## START

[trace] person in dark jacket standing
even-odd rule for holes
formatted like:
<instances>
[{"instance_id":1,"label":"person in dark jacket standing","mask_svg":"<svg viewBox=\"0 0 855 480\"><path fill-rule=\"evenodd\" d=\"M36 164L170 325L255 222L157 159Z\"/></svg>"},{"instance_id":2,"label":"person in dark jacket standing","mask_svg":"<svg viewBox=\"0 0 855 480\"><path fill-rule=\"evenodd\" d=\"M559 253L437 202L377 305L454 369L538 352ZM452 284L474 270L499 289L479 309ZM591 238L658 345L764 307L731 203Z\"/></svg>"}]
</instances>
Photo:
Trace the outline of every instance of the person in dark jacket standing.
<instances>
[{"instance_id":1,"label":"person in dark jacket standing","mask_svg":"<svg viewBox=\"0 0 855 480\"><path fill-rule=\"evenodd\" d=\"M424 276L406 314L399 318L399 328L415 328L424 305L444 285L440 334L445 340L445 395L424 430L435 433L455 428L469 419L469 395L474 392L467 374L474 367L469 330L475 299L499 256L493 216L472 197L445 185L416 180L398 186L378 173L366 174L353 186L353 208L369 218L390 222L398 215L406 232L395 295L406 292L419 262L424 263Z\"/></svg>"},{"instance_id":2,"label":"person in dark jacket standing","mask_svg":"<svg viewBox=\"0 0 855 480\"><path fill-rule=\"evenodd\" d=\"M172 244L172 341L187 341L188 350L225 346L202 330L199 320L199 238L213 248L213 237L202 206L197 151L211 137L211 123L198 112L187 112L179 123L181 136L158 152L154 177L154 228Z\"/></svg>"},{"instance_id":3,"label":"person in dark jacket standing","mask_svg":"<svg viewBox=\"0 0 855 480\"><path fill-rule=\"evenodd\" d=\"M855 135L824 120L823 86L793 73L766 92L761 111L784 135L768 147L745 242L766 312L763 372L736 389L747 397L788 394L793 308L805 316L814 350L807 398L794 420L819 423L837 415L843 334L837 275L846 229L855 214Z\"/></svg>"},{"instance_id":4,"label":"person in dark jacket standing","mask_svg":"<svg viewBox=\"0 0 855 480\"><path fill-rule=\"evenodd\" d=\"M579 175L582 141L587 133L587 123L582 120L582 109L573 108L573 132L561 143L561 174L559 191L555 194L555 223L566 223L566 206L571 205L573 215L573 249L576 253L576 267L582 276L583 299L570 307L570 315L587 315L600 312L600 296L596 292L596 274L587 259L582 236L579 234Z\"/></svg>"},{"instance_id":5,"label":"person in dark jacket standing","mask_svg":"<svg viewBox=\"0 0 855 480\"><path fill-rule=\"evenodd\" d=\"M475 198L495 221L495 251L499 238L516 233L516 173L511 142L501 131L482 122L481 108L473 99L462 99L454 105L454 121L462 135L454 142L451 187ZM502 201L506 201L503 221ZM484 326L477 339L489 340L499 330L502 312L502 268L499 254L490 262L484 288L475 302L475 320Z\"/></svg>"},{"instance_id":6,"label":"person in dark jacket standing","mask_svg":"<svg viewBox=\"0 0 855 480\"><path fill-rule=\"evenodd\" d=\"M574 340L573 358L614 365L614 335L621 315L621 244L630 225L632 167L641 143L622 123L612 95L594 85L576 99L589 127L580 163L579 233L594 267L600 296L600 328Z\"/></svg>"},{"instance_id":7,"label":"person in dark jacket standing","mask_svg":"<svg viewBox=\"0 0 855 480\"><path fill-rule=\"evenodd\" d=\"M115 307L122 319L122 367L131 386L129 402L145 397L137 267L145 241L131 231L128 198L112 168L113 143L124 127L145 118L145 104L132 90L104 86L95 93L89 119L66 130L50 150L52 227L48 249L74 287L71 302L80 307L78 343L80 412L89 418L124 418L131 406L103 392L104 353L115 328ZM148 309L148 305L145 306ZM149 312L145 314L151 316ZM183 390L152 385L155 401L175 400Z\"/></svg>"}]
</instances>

## END

TASK TO CARRY OUT
Can you convert the items above into a two-column CSV with the headers "prompt" and "answer"? Give one row per item, with its text and its answer each in a single quoted field and every line break replaced by a space.

RESULT BELOW
prompt,answer
"[trace] person in dark jacket standing even-odd rule for holes formatted like: <instances> [{""instance_id"":1,""label"":""person in dark jacket standing"",""mask_svg"":""<svg viewBox=\""0 0 855 480\""><path fill-rule=\""evenodd\"" d=\""M36 164L170 325L255 222L157 159Z\""/></svg>""},{""instance_id"":2,""label"":""person in dark jacket standing"",""mask_svg"":""<svg viewBox=\""0 0 855 480\""><path fill-rule=\""evenodd\"" d=\""M559 253L437 202L377 305L454 369L538 352ZM452 284L474 270L499 289L479 309ZM591 238L658 345L764 307L731 203Z\""/></svg>""}] </instances> Photo: Trace the outline of every instance of the person in dark jacket standing.","<instances> [{""instance_id"":1,""label"":""person in dark jacket standing"",""mask_svg"":""<svg viewBox=\""0 0 855 480\""><path fill-rule=\""evenodd\"" d=\""M424 276L406 314L399 318L399 328L415 328L424 305L444 285L440 334L445 340L445 395L424 430L435 433L455 428L469 419L469 395L474 392L467 374L474 367L469 330L475 299L499 256L493 216L472 197L445 185L416 180L398 186L378 173L366 174L353 186L353 208L369 218L390 222L398 215L406 232L395 295L406 292L419 262L424 263Z\""/></svg>""},{""instance_id"":2,""label"":""person in dark jacket standing"",""mask_svg"":""<svg viewBox=\""0 0 855 480\""><path fill-rule=\""evenodd\"" d=\""M172 244L172 341L187 341L188 350L225 346L202 330L199 320L199 238L213 248L213 237L202 206L197 151L211 137L211 123L198 112L187 112L179 123L181 136L158 152L154 177L154 228Z\""/></svg>""},{""instance_id"":3,""label"":""person in dark jacket standing"",""mask_svg"":""<svg viewBox=\""0 0 855 480\""><path fill-rule=\""evenodd\"" d=\""M855 135L824 120L823 86L793 73L766 92L761 111L784 135L768 147L745 242L766 312L763 372L736 389L747 397L788 394L793 308L805 316L814 350L807 398L794 420L819 423L837 415L843 334L837 275L846 229L855 214Z\""/></svg>""},{""instance_id"":4,""label"":""person in dark jacket standing"",""mask_svg"":""<svg viewBox=\""0 0 855 480\""><path fill-rule=\""evenodd\"" d=\""M579 175L582 141L587 133L587 123L582 120L582 109L573 108L573 132L561 143L561 174L559 191L555 194L555 223L566 223L566 206L571 205L573 215L573 249L576 253L576 267L582 276L583 299L570 307L570 315L587 315L600 312L600 296L596 292L596 274L587 259L582 236L579 234Z\""/></svg>""},{""instance_id"":5,""label"":""person in dark jacket standing"",""mask_svg"":""<svg viewBox=\""0 0 855 480\""><path fill-rule=\""evenodd\"" d=\""M475 198L495 221L495 251L499 238L516 233L516 173L511 142L501 131L482 122L481 108L473 99L462 99L454 105L454 121L462 135L454 142L451 187ZM502 201L506 201L503 221ZM484 326L477 339L489 340L499 330L502 312L502 268L499 254L490 262L484 288L475 302L475 320Z\""/></svg>""},{""instance_id"":6,""label"":""person in dark jacket standing"",""mask_svg"":""<svg viewBox=\""0 0 855 480\""><path fill-rule=\""evenodd\"" d=\""M574 340L573 358L614 365L614 335L621 315L621 244L630 225L632 167L641 143L622 123L612 95L594 85L576 99L589 127L580 163L579 233L594 267L600 296L600 328Z\""/></svg>""},{""instance_id"":7,""label"":""person in dark jacket standing"",""mask_svg"":""<svg viewBox=\""0 0 855 480\""><path fill-rule=\""evenodd\"" d=\""M115 307L122 319L122 367L131 386L129 402L145 397L137 267L145 241L131 231L128 198L112 168L113 143L124 127L145 118L145 104L132 90L104 86L95 93L89 119L66 130L50 150L52 227L48 249L74 287L71 302L80 307L78 343L80 412L89 418L124 418L131 406L103 392L104 353L115 328ZM148 309L148 305L145 306ZM149 312L145 314L151 316ZM183 390L152 385L155 401L175 400Z\""/></svg>""}] </instances>"